# Exercise directions
Write out only the tail of the records, beginning at the line containing "Target — dining chair" and including the last line, exactly as written.

[Point annotation dataset records]

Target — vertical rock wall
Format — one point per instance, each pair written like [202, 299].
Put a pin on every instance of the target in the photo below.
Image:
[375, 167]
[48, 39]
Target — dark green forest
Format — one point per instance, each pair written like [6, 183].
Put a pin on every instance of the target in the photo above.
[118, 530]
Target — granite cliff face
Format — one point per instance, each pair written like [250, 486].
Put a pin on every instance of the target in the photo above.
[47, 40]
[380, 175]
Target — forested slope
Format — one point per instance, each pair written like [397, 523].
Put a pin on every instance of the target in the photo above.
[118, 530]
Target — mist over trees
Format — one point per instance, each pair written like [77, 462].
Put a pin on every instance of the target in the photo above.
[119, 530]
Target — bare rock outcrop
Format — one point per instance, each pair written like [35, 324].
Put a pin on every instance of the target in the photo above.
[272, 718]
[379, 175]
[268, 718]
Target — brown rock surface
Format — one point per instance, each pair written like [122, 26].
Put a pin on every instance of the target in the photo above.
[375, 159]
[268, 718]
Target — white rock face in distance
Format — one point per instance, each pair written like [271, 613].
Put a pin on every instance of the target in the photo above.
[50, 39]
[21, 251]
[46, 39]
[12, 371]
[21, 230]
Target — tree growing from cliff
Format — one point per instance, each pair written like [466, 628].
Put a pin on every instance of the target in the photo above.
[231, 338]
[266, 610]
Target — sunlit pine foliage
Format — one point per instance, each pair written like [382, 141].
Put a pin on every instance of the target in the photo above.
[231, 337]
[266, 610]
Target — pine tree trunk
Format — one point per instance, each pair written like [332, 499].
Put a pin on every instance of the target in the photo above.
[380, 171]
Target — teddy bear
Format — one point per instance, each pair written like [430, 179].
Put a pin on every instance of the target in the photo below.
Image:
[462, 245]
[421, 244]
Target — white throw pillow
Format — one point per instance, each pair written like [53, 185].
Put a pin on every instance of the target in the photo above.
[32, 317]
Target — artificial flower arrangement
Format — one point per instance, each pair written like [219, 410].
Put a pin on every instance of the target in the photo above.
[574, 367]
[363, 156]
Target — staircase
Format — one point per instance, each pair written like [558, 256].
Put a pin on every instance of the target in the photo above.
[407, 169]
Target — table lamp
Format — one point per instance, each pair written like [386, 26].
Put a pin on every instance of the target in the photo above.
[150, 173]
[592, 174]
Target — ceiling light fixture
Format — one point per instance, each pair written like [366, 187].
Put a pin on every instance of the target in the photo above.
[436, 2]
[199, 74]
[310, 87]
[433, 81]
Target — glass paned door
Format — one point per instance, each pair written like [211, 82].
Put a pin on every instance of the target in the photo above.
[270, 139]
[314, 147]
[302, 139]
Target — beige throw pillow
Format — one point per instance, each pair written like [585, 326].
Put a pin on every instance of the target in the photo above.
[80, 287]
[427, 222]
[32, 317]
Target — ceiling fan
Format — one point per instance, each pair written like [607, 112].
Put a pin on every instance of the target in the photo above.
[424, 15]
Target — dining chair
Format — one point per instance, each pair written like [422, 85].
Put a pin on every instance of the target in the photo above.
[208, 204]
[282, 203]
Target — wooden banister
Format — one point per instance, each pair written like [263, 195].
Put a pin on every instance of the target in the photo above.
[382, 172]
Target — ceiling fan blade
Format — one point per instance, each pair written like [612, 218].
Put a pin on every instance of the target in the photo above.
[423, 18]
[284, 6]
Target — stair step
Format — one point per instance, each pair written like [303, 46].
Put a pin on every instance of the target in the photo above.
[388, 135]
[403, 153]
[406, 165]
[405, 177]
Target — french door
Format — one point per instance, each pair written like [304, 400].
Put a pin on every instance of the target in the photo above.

# Written response
Target — dining chair
Format — one point per instance, each pair written like [422, 85].
Put a pin on every instance of the target in the photo above.
[208, 204]
[282, 203]
Target — wooden banister
Format — one point per instance, each pair written like [263, 195].
Put a pin on every instance of the target in the photo above.
[382, 172]
Target — ceiling fan blade
Format — one point per instance, each pair written like [612, 218].
Put a pin on every instance of the target in the photo above.
[423, 18]
[284, 6]
Target — stair step
Format — one point per instance, each pair written like [303, 46].
Put a pin on every instance of the target in the photo above.
[388, 135]
[403, 153]
[406, 165]
[405, 177]
Target — french door
Format — one point per instance, each pair written like [304, 400].
Put a pin on every instance of the target in the photo above.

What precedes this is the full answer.